> **Tarefas propostas**
- a) Resuma em duas frases o texto sobre a mineração em mar profundo.
- b) Selecione da listagem todas as linhas que contêm a palavra "shop", tendo em conta a distinção entre maiúsculas e minúsculas.

Mineração em mar profundo: Organizações ambientalistas saúdam “tomada de posição precaucionária” do Governo



O Governo português defendeu esta sexta-feira uma pausa precaucionária à exploração e extração de minerais em águas internacionais. A posição foi tomada publicamente na Jamaica, onde representantes de vários Estados estiveram reunidos esta semana para uma sessão do Conselho da Autoridade Internacional dos Fundos Marinhos (ISA), responsável pela regulamentação da mineração em mar profundo.

Em reação, as organizações não-governamentais de Ambiente (ONGA) portuguesas ANP|WWF, Sciaena e Sustainable Ocean Alliance (SOA) “congratulam o Governo português pelo apoio a uma pausa precaucionária à mineração em mar profundo”, informam em comunicado, explicando que tal se deveu à “ausência de regulamentação e devido ao conhecimento científico insuficiente”, que “ainda não permite a avaliação efetiva desta atividade, nem garante que os eventuais impactos decorrentes dessa atividade sejam plenamente compreendidos e não causem efeitos nocivos no ambiente marinho”.

A mineração em mar profundo destina-se a extrair minerais como cobre, cobalto, níquel ou manganês do fundo do mar, com maquinaria pesada a operar em condições muito adversas e arriscadas (elevada profundidade e sujeitas a grande pressão), destruindo localmente ecossistemas e perturbando outros a largas centenas de quilómetros em redor. Apesar de o conhecimento científico ser ainda escasso sobre os possíveis impactos ambientais e ecológicos dessa atividade, as ONGA afirmam que “sabe-se que se a indústria avançar, a intensidade e os métodos de mineração poderão destruir habitats completos, extinguir espécies e comprometer os benefícios dos ecossistemas para a Humanidade, prejudicando também as populações locais, principalmente as comunidades costeiras, sob o falso pretexto da transição energética”.

As organizações portuguesas recordam que a posição agora tomada pelo Governo surge “depois de mais de um ano de silêncio” sobre a mineração em mar profundo, mas “respondeu finalmente ao apelo de personalidades, cientistas e Organizações Não-Governamentais de Ambiente (ONGA)”. Assim, Portugal junta-se, por fim, “à lista crescente de nações que defendem pausas precaucionárias ou moratórias ao início desta atividade em águas internacionais”.

Em nota, recordam que, em março deste ano, “30 personalidades assinaram uma Carta Aberta endereçada ao Governo português apelando a que a mineração em mar profundo seja considerada inviável, não apenas nas áreas mais vulneráveis, de alta biodiversidade ou áreas protegidas, mas em todo o oceano”.

> **Os dados**

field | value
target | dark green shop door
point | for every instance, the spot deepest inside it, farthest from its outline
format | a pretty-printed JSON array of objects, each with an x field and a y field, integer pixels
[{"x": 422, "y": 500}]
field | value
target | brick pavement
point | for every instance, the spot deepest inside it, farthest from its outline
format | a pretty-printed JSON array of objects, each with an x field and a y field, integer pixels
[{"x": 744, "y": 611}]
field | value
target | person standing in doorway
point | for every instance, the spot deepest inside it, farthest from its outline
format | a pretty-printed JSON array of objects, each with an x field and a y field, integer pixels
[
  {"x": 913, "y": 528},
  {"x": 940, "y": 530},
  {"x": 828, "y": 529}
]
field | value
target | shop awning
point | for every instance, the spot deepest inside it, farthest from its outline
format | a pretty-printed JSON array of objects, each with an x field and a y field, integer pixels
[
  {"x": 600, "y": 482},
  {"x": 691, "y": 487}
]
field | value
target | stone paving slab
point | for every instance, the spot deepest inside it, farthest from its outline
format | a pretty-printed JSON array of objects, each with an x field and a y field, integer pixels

> **Em resposta**
- a) Numa sessão do Conselho da Autoridade Internacional dos Fundos Marinhos, na Jamaica, o Governo português defendeu uma pausa precaucionária à exploração e extração de minerais em águas internacionais. As organizações ANP|WWF, Sciaena e Sustainable Ocean Alliance congratularam o Governo por essa posição, sublinhando a ausência de regulamentação e o conhecimento científico insuficiente, e alertaram que esta atividade poderá destruir habitats completos e extinguir espécies.

- b)
target | dark green shop door
target | shop awning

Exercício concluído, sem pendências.